#### Text passage
>>>>>
This Al-Abagiya bachelor party was held for a DJ who produces "mulid" remixes on his home computer and specializes in this dance trend to the extent that he calls his small

DJ Mulid's work station at the 2007 mulid of
Al-Sayyida Nafisa.  photo by Jennifer Peterson.

entertainment business "DJ Mulid". It was thus somehow fitting that he commenced his wedding celebrations in the immediate vicinity of Ibn Al-Farid's tomb. From one perspective, mulid-goers generally believe that baraka, a type of spiritual energy and blessing, emanates from shrines to their surrounding areas, ostensibly imbuing his nuptial celebrations with good fortune. And like in many Egyptian celebrations, DJ Mulid's bachelor party contained festive elements reminiscent of the mulid held for Ibn Al-Farid himself. But most pertinently, this particular saint's work has contributed much to the content of inshad, the musical and lyrical tradition on which "mulid" dance tracks so pointedly draw. And as the "mulid" dance trend originated in and is most commonly heard at weddings rather than mulids, this particular bachelor party brought the inspiration of saints, mulids, and inshad into closer physical and symbolic proximity with the street-smart dance music modeled upon it.[4]

Yet the scene of youth dancing to "mulid" tracks at a bachelor party before Ibn Al-Farid's shrine also underlined a significant aspect of the "mulid" dance music trend. Having drawn on the "popular" tradition of mulid culture, "mulid" dance music remains essentially street-based, emerging from informal production circuits and maintaining a local, grassroots identity. Slick as some of it may be, mulid songs are not the stuff of upscale nightclubs, just as this street party was physically and symbolically distant from the nearest hotel reception hall hosting more lavish wedding celebrations. Well below the radar of trendy "world-musicized" dance currents, and distinct from elitist "intellectual" or "artsy" borrowings of inshad, the "mulid" dance trend incorporates elements of a very Egyptian genre into an equally grassroots "people's" production, bringing re-worked Sufi borrowings into "popular" settings such as back-alley parties and crowded public transportation. Its use of one "popular" genre in the production of another has resulted in the "re-popularization" of mulids and their music among wide sectors of Egypt's youth. This study examines aspects of how and why this arresting form of "re-popularizing" Sufi inshad has taken place.
<<<<<
#### Records shown
>>>>>
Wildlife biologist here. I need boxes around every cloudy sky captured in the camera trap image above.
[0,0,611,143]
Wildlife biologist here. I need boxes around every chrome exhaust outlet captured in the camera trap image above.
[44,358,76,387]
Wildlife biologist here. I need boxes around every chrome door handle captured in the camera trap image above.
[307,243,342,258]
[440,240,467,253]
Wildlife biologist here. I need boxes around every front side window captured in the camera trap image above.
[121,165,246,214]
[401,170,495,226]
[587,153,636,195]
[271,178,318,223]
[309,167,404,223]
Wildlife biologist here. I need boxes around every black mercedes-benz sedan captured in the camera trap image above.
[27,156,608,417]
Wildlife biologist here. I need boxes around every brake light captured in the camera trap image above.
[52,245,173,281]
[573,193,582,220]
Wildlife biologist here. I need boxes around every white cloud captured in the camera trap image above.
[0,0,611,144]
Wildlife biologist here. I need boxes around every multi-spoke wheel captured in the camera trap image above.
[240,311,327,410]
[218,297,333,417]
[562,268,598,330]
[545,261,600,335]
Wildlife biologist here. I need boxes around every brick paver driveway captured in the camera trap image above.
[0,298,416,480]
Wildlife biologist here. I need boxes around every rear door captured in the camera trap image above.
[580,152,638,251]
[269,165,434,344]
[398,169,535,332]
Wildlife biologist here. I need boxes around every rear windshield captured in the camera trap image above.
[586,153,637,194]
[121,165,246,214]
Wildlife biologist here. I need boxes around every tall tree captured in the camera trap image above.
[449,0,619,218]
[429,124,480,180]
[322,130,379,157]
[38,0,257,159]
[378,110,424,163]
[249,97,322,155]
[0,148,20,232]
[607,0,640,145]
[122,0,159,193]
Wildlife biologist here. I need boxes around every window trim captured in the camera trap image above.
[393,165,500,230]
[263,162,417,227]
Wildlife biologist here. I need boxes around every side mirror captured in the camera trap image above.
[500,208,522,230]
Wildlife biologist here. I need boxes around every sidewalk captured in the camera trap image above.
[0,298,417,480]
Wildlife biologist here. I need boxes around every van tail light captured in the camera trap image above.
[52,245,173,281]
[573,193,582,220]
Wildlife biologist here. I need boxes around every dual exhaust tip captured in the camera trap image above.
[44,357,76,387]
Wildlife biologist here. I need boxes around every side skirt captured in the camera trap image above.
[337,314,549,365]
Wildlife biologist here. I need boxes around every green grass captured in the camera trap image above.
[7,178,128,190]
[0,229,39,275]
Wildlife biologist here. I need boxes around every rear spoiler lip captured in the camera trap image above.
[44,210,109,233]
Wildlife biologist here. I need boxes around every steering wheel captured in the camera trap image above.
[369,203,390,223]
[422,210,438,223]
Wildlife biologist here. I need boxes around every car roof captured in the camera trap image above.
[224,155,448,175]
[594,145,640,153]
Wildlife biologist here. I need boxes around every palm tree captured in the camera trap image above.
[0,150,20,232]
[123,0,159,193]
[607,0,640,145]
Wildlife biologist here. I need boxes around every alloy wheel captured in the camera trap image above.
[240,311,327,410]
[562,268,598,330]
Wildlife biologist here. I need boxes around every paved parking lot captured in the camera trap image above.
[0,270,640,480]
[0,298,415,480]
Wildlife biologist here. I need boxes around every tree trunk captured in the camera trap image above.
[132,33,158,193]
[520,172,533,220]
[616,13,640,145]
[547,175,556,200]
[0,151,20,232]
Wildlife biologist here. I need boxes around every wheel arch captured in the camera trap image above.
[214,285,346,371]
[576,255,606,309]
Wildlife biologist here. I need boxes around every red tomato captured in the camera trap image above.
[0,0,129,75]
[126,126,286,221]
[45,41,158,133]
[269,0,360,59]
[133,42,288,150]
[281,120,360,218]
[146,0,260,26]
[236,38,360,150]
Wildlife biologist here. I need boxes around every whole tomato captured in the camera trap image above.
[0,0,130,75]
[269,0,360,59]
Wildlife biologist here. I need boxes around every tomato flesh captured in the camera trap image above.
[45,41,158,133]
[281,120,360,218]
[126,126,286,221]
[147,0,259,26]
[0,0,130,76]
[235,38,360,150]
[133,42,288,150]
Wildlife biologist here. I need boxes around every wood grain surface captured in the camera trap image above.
<<<<<
#### Exercise requirements
1 - Rewrite the passage on mulid dance music from "This Al-Abagiya bachelor" up to and including "by Jennifer Peterson.", substituting "stag party" for "bachelor party".
2 - Answer these questions using the passage on mulid dance music.
(a) What name does the DJ give his small entertainment business?
(b) What do mulid-goers believe emanates from shrines to their surrounding areas?
(c) According to the passage, what has the use of one "popular" genre in the production of another resulted in?
3 - Write what comes next in the passage on mulid dance music, starting after its final sentence.

#### Expected answers
1 -
This Al-Abagiya stag party was held for a DJ who produces "mulid" remixes on his home computer and specializes in this dance trend to the extent that he calls his small

DJ Mulid's work station at the 2007 mulid of
Al-Sayyida Nafisa.  photo by Jennifer Peterson.

2 -
(a) "DJ Mulid."
(b) Baraka, a type of spiritual energy and blessing.
(c) The "re-popularization" of mulids and their music among wide sectors of Egypt's youth.

3 -
Popularizing the mulid

Like low-income neighborhoods such as Al-Abagiya, the types of loud street parties they host, and the local youth who produce mulid dance tracks, the "street"-based music genre that the mulid trend belongs to is referred to by the term "sha'bi". As is the case with its common English translation of "popular", the word "sha'bi" comprises various shades of meaning. It derives from the word "sha'b", meaning "people", and is used variously to imply "populist", "popular" as in enjoying great popularity, and "popular" as in being "of the people" – of being local, vernacular, and from the proverbial "street". "Sha'bi" is also used as a virtual synonym of "folkloric", for example in the context of "sha'bi" or "popular" arts such as folk dancing, the narration of epic tales, and other traditional "folk" genres.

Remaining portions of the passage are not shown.